• _Entries shown_:
- - - -
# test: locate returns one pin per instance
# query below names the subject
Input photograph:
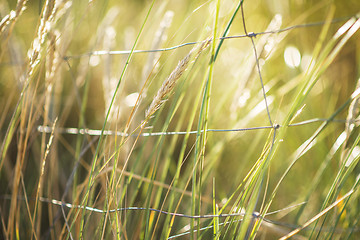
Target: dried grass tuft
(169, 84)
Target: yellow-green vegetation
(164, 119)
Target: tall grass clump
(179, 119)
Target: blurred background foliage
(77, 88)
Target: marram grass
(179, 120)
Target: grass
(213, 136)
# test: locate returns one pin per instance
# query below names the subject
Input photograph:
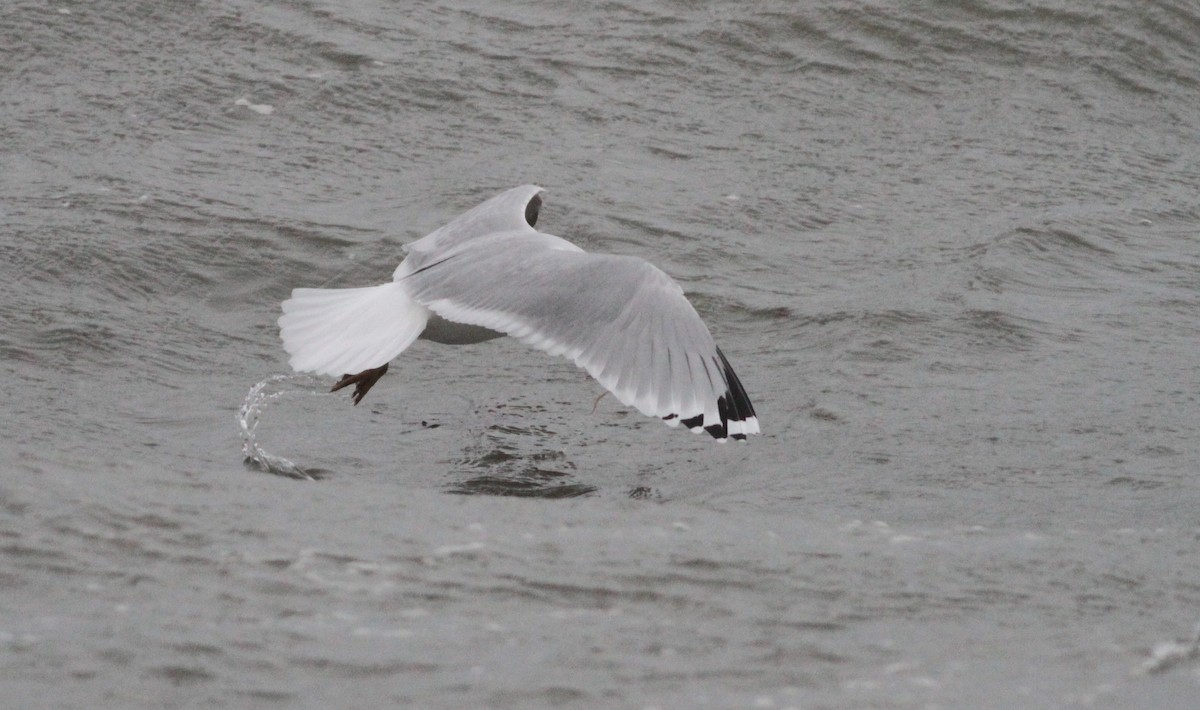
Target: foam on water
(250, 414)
- - - -
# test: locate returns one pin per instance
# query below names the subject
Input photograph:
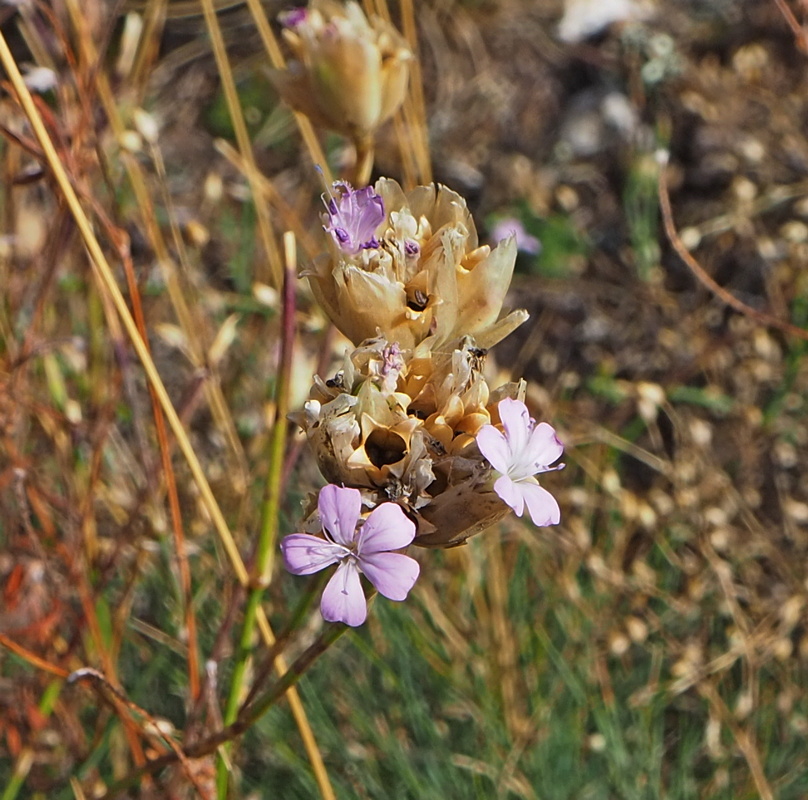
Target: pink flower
- - - -
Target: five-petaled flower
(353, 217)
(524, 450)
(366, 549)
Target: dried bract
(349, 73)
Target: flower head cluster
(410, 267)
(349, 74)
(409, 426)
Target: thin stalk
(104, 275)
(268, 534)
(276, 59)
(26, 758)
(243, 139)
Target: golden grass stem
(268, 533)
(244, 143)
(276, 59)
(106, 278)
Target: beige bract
- - - -
• _Problem details_:
Write out the rows again word for word, starting at the line that contains "Target: dried bract" and ending after the line that contains "Target: beige bract".

• _Answer in full_:
Target: dried bract
(349, 73)
Target: flower head cluster
(410, 267)
(349, 74)
(409, 426)
Target: thin stalk
(104, 275)
(268, 534)
(276, 59)
(26, 758)
(243, 139)
Target: golden grass stem
(268, 533)
(244, 143)
(276, 59)
(106, 278)
Target: beige bract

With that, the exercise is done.